** Start LISTED RECORDS **
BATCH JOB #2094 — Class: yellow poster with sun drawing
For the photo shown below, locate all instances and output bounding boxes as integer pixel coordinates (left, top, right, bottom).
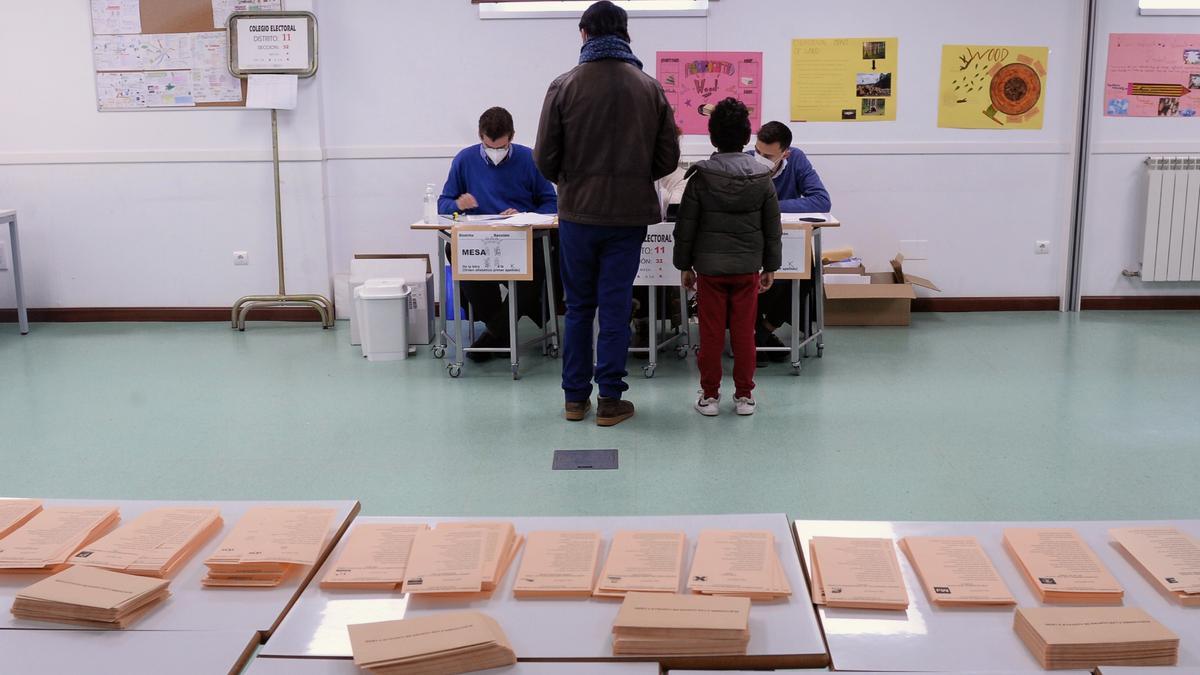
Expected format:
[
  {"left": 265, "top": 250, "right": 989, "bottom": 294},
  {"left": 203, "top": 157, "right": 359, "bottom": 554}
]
[{"left": 937, "top": 44, "right": 1050, "bottom": 129}]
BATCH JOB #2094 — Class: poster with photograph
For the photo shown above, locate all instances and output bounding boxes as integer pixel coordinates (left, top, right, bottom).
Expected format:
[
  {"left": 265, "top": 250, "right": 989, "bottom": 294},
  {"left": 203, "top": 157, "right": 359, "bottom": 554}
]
[
  {"left": 1104, "top": 32, "right": 1200, "bottom": 118},
  {"left": 792, "top": 37, "right": 899, "bottom": 121},
  {"left": 937, "top": 44, "right": 1050, "bottom": 130},
  {"left": 655, "top": 52, "right": 762, "bottom": 136}
]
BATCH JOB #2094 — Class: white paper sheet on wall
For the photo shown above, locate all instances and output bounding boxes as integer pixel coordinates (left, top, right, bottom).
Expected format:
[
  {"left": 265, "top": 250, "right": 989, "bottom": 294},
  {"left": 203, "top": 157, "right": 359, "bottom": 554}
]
[{"left": 91, "top": 0, "right": 142, "bottom": 35}]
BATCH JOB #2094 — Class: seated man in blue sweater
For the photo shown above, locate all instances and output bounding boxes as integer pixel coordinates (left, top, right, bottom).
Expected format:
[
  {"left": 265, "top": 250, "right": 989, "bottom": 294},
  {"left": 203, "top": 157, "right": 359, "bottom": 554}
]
[
  {"left": 438, "top": 108, "right": 563, "bottom": 362},
  {"left": 755, "top": 121, "right": 830, "bottom": 365}
]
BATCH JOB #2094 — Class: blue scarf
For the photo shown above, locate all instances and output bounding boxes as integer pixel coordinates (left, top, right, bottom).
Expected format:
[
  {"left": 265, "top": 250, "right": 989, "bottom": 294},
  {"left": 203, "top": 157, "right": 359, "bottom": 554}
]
[{"left": 580, "top": 35, "right": 643, "bottom": 70}]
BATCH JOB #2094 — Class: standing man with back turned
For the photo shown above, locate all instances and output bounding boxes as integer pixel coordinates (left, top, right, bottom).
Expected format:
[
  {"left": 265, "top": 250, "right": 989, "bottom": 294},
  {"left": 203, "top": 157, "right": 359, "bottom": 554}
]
[{"left": 534, "top": 0, "right": 679, "bottom": 426}]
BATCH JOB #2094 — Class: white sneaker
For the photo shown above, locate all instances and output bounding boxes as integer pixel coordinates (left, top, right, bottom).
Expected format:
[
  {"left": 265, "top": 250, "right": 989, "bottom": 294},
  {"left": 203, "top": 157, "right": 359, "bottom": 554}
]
[
  {"left": 734, "top": 396, "right": 757, "bottom": 416},
  {"left": 696, "top": 392, "right": 721, "bottom": 417}
]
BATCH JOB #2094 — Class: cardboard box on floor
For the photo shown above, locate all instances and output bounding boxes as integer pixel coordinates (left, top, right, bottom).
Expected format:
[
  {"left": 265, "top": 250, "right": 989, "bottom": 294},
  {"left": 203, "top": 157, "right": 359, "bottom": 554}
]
[{"left": 824, "top": 255, "right": 941, "bottom": 325}]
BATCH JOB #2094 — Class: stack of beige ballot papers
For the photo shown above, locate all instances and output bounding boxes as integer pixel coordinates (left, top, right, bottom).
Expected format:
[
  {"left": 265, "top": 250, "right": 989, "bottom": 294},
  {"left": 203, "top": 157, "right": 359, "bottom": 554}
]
[
  {"left": 512, "top": 532, "right": 604, "bottom": 598},
  {"left": 900, "top": 537, "right": 1016, "bottom": 608},
  {"left": 0, "top": 507, "right": 121, "bottom": 573},
  {"left": 1109, "top": 526, "right": 1200, "bottom": 607},
  {"left": 402, "top": 521, "right": 524, "bottom": 598},
  {"left": 12, "top": 567, "right": 170, "bottom": 628},
  {"left": 1013, "top": 607, "right": 1180, "bottom": 670},
  {"left": 70, "top": 507, "right": 222, "bottom": 578},
  {"left": 612, "top": 592, "right": 750, "bottom": 656},
  {"left": 809, "top": 537, "right": 908, "bottom": 611},
  {"left": 688, "top": 530, "right": 792, "bottom": 601},
  {"left": 592, "top": 531, "right": 688, "bottom": 598},
  {"left": 347, "top": 611, "right": 517, "bottom": 675},
  {"left": 200, "top": 507, "right": 337, "bottom": 587},
  {"left": 320, "top": 522, "right": 428, "bottom": 591},
  {"left": 1004, "top": 527, "right": 1124, "bottom": 604},
  {"left": 0, "top": 500, "right": 42, "bottom": 539}
]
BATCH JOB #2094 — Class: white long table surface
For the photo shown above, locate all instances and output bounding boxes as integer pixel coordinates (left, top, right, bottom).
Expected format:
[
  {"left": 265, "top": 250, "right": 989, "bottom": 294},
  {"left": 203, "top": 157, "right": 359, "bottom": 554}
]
[
  {"left": 262, "top": 514, "right": 828, "bottom": 668},
  {"left": 796, "top": 520, "right": 1200, "bottom": 674},
  {"left": 0, "top": 631, "right": 258, "bottom": 675},
  {"left": 0, "top": 500, "right": 359, "bottom": 634}
]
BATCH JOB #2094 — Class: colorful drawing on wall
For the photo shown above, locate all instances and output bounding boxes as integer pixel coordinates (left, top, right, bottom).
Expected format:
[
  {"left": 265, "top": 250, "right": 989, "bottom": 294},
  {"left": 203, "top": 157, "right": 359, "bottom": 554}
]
[
  {"left": 937, "top": 44, "right": 1050, "bottom": 129},
  {"left": 658, "top": 52, "right": 762, "bottom": 135},
  {"left": 1104, "top": 32, "right": 1200, "bottom": 118},
  {"left": 792, "top": 37, "right": 900, "bottom": 121}
]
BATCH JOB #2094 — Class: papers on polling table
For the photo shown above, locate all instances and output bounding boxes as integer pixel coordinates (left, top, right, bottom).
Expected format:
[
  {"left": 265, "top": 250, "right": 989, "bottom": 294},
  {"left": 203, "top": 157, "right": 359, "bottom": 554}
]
[
  {"left": 1004, "top": 527, "right": 1124, "bottom": 604},
  {"left": 70, "top": 507, "right": 222, "bottom": 578},
  {"left": 0, "top": 506, "right": 121, "bottom": 572},
  {"left": 320, "top": 522, "right": 428, "bottom": 591},
  {"left": 200, "top": 507, "right": 337, "bottom": 587},
  {"left": 246, "top": 74, "right": 300, "bottom": 110},
  {"left": 12, "top": 566, "right": 170, "bottom": 628},
  {"left": 809, "top": 537, "right": 908, "bottom": 610},
  {"left": 592, "top": 530, "right": 686, "bottom": 598},
  {"left": 347, "top": 611, "right": 517, "bottom": 675},
  {"left": 0, "top": 500, "right": 42, "bottom": 539},
  {"left": 900, "top": 537, "right": 1016, "bottom": 607},
  {"left": 1013, "top": 607, "right": 1180, "bottom": 670},
  {"left": 1109, "top": 526, "right": 1200, "bottom": 607},
  {"left": 688, "top": 530, "right": 792, "bottom": 601},
  {"left": 612, "top": 592, "right": 750, "bottom": 656},
  {"left": 512, "top": 532, "right": 604, "bottom": 598}
]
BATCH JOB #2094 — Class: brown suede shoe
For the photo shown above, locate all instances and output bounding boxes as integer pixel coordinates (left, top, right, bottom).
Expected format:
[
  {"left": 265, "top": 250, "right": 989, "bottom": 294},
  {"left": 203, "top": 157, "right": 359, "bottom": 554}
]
[
  {"left": 563, "top": 399, "right": 592, "bottom": 422},
  {"left": 596, "top": 396, "right": 634, "bottom": 426}
]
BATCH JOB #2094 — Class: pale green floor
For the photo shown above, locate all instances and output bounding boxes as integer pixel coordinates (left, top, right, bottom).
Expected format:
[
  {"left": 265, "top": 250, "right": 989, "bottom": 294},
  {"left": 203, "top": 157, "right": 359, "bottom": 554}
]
[{"left": 0, "top": 312, "right": 1200, "bottom": 520}]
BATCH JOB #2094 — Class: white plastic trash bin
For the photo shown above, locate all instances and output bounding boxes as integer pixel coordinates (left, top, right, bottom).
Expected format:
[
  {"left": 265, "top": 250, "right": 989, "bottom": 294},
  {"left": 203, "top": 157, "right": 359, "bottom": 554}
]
** End LISTED RECORDS **
### WHAT IS EXPECTED
Copy the listing character for character, from the line containing "BATCH JOB #2094 — Class: brown suede shoe" up to and including the final line of the listing.

### THE OUTPUT
BATCH JOB #2094 — Class: brown suede shoe
For the photo shown above, locate all instances and output bounding boxes as integer pixel coordinates (left, top, right, bottom).
Expected format:
[
  {"left": 265, "top": 250, "right": 989, "bottom": 294},
  {"left": 203, "top": 157, "right": 359, "bottom": 554}
]
[
  {"left": 563, "top": 399, "right": 592, "bottom": 422},
  {"left": 596, "top": 396, "right": 634, "bottom": 426}
]
BATCH JOB #2094 — Class: pale green floor
For the photo shown above, locate all instances and output bounding boxes as integer pixel coordinates (left, top, right, bottom).
Expected format:
[
  {"left": 265, "top": 250, "right": 989, "bottom": 294},
  {"left": 203, "top": 157, "right": 359, "bottom": 554}
]
[{"left": 0, "top": 312, "right": 1200, "bottom": 520}]
BATCH JOB #2094 — Class: white plastic trash bin
For the photo shown above, locate all instances and output bounding boxes as integer pixel coordinates (left, top, right, bottom).
Expected format:
[
  {"left": 265, "top": 250, "right": 989, "bottom": 294},
  {"left": 203, "top": 157, "right": 359, "bottom": 554}
]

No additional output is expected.